SET TASK:
Could you reproduce the records below word for word, starting at their first line and ending at the line that contains "point(63, 261)"?

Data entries
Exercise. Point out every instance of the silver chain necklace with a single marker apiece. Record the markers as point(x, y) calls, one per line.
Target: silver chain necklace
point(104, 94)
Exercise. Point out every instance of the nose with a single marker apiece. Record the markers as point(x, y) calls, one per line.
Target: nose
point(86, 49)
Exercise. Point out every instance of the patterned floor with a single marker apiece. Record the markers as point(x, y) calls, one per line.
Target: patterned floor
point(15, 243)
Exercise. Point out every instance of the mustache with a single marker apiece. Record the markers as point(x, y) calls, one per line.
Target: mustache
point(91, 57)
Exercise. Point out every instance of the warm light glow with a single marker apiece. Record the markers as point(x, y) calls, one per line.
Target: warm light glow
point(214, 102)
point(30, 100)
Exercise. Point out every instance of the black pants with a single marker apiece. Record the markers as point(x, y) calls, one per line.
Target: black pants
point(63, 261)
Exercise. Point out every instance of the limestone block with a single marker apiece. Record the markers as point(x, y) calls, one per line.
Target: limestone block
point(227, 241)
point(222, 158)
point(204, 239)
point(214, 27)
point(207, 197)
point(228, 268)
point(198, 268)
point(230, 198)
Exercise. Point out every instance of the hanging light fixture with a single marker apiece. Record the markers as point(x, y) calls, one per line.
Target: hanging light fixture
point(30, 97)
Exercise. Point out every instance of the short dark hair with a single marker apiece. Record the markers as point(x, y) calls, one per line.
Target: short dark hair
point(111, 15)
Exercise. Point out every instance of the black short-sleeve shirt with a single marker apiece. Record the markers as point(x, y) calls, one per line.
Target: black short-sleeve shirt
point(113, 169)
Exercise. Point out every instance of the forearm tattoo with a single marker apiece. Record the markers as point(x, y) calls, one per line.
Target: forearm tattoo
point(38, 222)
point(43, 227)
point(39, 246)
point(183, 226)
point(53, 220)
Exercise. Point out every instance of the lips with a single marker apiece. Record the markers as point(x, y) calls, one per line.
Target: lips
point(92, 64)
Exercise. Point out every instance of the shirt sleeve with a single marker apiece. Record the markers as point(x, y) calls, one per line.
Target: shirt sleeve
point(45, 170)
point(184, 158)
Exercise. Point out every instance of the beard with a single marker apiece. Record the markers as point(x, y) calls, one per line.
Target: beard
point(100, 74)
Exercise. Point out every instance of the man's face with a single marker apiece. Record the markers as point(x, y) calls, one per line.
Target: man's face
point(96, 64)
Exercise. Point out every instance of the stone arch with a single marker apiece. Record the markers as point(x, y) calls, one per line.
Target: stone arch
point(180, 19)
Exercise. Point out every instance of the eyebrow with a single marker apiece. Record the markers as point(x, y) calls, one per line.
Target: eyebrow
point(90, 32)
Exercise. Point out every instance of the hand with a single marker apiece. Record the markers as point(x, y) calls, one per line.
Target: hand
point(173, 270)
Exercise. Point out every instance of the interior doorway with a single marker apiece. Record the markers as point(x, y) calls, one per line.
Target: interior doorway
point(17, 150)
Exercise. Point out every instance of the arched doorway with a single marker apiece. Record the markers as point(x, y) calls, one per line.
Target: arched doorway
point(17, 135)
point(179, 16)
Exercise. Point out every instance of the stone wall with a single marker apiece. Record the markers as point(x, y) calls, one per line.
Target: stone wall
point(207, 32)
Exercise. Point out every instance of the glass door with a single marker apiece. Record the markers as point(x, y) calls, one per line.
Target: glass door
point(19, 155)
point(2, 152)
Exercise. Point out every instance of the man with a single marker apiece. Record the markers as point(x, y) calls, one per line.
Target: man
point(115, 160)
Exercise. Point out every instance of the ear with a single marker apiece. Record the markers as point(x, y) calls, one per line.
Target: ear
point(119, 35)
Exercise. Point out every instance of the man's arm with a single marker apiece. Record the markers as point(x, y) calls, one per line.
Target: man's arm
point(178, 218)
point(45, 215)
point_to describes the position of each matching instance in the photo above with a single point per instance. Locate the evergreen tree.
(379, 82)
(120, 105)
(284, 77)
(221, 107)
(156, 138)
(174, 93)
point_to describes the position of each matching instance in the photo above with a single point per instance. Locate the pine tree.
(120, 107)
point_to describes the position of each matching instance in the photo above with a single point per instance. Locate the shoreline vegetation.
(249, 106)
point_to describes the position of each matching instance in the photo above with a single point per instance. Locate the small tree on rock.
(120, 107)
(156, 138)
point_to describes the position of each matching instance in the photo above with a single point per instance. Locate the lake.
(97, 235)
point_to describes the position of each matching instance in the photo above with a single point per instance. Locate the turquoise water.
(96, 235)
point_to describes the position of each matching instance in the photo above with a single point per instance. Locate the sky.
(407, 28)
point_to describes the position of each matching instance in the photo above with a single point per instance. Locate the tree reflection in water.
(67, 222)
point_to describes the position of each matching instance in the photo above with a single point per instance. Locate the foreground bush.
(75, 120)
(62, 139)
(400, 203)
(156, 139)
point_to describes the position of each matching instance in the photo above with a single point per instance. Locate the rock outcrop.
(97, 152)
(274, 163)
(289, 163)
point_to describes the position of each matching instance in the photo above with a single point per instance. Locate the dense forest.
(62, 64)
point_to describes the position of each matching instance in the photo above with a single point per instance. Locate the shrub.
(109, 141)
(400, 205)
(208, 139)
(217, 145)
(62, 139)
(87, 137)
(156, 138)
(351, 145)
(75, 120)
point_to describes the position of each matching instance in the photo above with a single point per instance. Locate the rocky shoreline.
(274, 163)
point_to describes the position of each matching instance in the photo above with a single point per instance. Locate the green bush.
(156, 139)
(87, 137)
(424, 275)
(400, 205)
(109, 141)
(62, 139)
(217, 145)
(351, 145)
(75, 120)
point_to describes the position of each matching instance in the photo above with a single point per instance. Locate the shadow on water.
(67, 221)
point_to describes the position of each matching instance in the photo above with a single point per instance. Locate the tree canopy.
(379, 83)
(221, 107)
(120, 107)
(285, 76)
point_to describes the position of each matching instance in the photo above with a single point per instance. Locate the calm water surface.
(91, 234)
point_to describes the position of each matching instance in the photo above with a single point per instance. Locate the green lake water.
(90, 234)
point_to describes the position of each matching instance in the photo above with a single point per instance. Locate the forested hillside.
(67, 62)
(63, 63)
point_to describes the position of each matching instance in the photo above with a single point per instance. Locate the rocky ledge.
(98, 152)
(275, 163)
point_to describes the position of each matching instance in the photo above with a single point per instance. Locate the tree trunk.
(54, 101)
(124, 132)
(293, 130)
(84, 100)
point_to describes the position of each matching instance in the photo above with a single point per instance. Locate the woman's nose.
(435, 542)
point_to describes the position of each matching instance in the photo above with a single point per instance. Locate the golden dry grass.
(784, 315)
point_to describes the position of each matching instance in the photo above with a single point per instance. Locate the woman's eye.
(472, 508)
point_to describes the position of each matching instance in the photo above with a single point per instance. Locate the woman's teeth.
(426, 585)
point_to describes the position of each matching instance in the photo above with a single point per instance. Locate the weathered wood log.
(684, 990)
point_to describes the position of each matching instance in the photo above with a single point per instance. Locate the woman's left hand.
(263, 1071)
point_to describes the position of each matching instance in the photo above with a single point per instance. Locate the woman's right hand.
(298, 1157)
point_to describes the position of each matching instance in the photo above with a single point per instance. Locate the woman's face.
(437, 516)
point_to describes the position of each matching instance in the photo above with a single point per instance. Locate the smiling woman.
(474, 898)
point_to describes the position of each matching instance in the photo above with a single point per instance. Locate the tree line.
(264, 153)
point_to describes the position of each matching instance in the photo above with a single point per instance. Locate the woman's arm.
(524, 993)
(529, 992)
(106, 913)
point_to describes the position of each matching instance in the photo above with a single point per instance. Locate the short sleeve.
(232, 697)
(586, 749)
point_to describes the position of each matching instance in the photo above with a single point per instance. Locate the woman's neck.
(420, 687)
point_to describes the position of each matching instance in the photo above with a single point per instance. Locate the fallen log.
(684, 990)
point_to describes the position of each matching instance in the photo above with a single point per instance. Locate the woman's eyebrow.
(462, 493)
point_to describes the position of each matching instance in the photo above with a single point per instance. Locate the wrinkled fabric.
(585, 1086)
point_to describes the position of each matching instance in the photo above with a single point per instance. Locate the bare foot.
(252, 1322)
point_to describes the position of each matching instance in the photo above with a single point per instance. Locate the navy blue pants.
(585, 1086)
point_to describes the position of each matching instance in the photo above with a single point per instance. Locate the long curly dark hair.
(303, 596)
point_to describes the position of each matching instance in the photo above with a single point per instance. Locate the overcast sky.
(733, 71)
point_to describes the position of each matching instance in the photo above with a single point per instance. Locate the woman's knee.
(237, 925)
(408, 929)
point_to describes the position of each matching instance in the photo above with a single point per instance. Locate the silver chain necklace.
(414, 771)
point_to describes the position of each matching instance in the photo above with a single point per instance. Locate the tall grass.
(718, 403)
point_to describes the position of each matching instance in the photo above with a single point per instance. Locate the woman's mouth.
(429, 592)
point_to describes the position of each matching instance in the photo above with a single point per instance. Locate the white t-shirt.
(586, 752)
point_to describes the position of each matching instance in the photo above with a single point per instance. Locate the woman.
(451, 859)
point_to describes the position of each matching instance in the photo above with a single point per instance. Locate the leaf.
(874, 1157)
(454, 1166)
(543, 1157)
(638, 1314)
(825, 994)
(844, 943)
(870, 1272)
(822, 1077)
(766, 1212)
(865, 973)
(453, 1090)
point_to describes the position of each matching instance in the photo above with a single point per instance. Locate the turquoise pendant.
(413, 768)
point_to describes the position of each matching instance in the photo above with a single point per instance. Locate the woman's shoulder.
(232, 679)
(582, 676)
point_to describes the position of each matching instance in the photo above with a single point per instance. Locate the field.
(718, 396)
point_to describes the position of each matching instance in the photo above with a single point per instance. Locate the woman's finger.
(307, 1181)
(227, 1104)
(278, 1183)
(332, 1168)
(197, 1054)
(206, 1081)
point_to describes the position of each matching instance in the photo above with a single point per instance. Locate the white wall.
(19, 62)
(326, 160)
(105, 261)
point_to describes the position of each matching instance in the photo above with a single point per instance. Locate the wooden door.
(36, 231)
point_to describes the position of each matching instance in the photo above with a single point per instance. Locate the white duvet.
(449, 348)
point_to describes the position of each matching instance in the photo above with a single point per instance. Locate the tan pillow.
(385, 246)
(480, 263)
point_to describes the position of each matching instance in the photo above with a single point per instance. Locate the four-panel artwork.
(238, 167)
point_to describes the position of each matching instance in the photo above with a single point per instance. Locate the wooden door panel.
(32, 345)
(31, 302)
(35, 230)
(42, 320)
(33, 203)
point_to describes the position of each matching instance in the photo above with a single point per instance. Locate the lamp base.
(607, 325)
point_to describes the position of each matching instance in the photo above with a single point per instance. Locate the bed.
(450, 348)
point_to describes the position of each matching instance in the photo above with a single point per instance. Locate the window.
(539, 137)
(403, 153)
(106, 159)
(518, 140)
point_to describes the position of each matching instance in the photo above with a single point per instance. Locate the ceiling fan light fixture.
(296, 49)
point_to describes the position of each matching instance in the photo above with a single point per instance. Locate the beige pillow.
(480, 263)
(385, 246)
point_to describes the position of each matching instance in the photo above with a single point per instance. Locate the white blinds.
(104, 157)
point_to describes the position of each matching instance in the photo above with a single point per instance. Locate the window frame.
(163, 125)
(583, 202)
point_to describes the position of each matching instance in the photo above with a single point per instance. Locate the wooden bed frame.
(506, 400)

WORKED ANSWER:
Exercise. Point out every instance of the silver chain necklace with a single marker apiece. Record the markers as point(x, y) calls, one per line.
Target: silver chain necklace
point(104, 94)
Exercise. Point out every instance of the nose with a single marker apiece. Record the markers as point(x, y) calls, one per line.
Target: nose
point(86, 49)
Exercise. Point out every instance of the patterned floor with a single marker apiece. Record the markers as point(x, y) calls, one per line.
Target: patterned floor
point(15, 243)
Exercise. Point out every instance of the mustache with a single marker apiece. Record the markers as point(x, y) calls, one per line.
Target: mustache
point(91, 57)
Exercise. Point out every instance of the warm light glow with a single marker apiece. Record the markers as point(x, y) calls, one per line.
Target: warm light glow
point(214, 102)
point(30, 100)
Exercise. Point out every instance of the black pants with a single marker apiece. Record the markers as point(x, y) calls, one per line.
Target: black pants
point(63, 261)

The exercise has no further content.